----- Source passage -----

Block 505 is the first pass from low frequency to high frequency. On the first pass, each reference section is obtained from the overlapping match-output section that is next-lower in frequency, as shown by the overlapping regions of FIG. 1C. Each set of candidate input sections is defined to cover a range of frequency shifts, as in FIG. 4A. The matching function for the first pass is similar to Eq. (5), except that candidate and reference sections are in magnitude form, dot products are replaced by scalar multiplications, and normalization by the square root of the energy product is employed. Each correlation function peak is quadratically interpolated to provide subsample accuracy. Block 504 computes the magnitude function that is used in defining candidate input sections.

Block 506 is the second pass from low frequency to high frequency. On the second pass, each reference section is a prediction based on the previous frame's second-pass match-output section, and each set of candidate input sections is defined to cover a range of time shifts. The method of prediction is to apply a linear phase shift to the previous frame's second-pass match-output section. The matching function for the second pass is similar to Eq. (6), except that sliding-time-reference candidate input sections are simulated by phase-shifting a set of first-pass match-output sections, rather than requiring an input spectrum to be measured or interpolated for each point in time. Only one input spectrum per time-domain synthesis shift is computed using the block-transform method. Linear phase shifts of this input spectrum approximate the separately measured candidate input sections of FIG. 4B.

Pitch scaling is obtained by resampling at one or more stages of processing. In other embodiments of the invention, there are several stages of data which could serve as input to a resampling operation, including time-domain input, frequency-domain input prior to a matching process, individual match-output sections, frequency-domain output after match-output sections have been combined, time-domain output, etc. In the described embodiment, first-pass match-output sections are resamplings of the flattened main-input spectrum. First-pass candidate input sections are obtained from a flattened input magnitude spectrum, without resampling. Second-pass candidate input sections are obtained by phase-shifting first-pass match-output sections, without resampling. In block 507, the uncompensated main-output spectrum is obtained from second-pass match-output sections by linearly interpolating across regions of overlap, without resampling.

-----

▸ Work instructions
a - According to the passage, how is each correlation function peak refined on the first pass?
b - Using the passage, explain why the second pass builds its sliding-time-reference candidate input sections by phase-shifting first-pass match-output sections.
c - Set down the part of the passage that begins at the words "Block 505 is" and ends after "candidate input sections.", keeping every word unchanged.
Use only the passage to respond.

----- Data excerpt -----

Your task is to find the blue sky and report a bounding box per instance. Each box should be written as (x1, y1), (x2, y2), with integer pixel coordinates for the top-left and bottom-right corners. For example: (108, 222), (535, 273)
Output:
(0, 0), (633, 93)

-----

▸ Solutions to the problems
a - Each peak is quadratically interpolated to give subsample accuracy.

b - Phase-shifting avoids having to measure or interpolate an input spectrum for each point in time. Only one input spectrum per time-domain synthesis shift is computed with the block-transform method, and linear phase shifts of that spectrum approximate the separately measured candidate input sections.

c -
Block 505 is the first pass from low frequency to high frequency. On the first pass, each reference section is obtained from the overlapping match-output section that is next-lower in frequency, as shown by the overlapping regions of FIG. 1C. Each set of candidate input sections is defined to cover a range of frequency shifts, as in FIG. 4A. The matching function for the first pass is similar to Eq. (5), except that candidate and reference sections are in magnitude form, dot products are replaced by scalar multiplications, and normalization by the square root of the energy product is employed. Each correlation function peak is quadratically interpolated to provide subsample accuracy. Block 504 computes the magnitude function that is used in defining candidate input sections.